• **TEXTO EXTRAÍDO**:
□ □ □

A partir de ese momento Marta fue inundada de
inmenso cariño y cuidado por parte de todos los misioneros. La Iglesia Madre
jamás desmayó en cuidados y atenciones con ella y con sus niños. Ella sufría
dolores espantosos por todo el cuerpo pero el dolor más grande era la herida de
la espalda. Una llaga purulenta que jamás cerraba. Le dolían las piernas, los
pies, las articulaciones, el cuerpo entero.
Marta recibía a los misioneros como la
llegada del mismo Jesús a su cuchitril. Por allí pasaron Yolanda, Teresa,
Pedro, Juanjo... y una lista interminable de jóvenes misioneros dispuestos a
dar lo mejor de su amor. Bañaban a Marta, le cambiaban la ropa, lavaban sus
llagas que recubrían su cuerpo como una leprosa. Sobre todo le aseguraban con
su presencia que la Madre Iglesia la acogía en su regazo con ilimitada ternura.
Le llevamos alimentos para todos y (cuantas veces fuimos al colmado a pagar sus
interminables deudas! ¡Cuantas veces me decía: en el colmado ya no me fían!.
Entré muchísimas veces a ese batey a verla.

□ □ □

• **QUÉ SE PIDE**:
¿Puedes transcribir del texto extraído el pasaje que va desde "Le llevamos alimentos" hasta "batey a verla.", ambos incluidos?

• **MATERIAL RECOPILADO**:
□ □ □

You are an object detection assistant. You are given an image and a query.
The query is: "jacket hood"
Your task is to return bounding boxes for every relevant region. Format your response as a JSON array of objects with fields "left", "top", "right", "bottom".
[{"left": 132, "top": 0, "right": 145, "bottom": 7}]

□ □ □

• **TU SOLUCIÓN**:
Le llevamos alimentos para todos y (cuantas veces fuimos al colmado a pagar sus
interminables deudas! ¡Cuantas veces me decía: en el colmado ya no me fían!.
Entré muchísimas veces a ese batey a verla.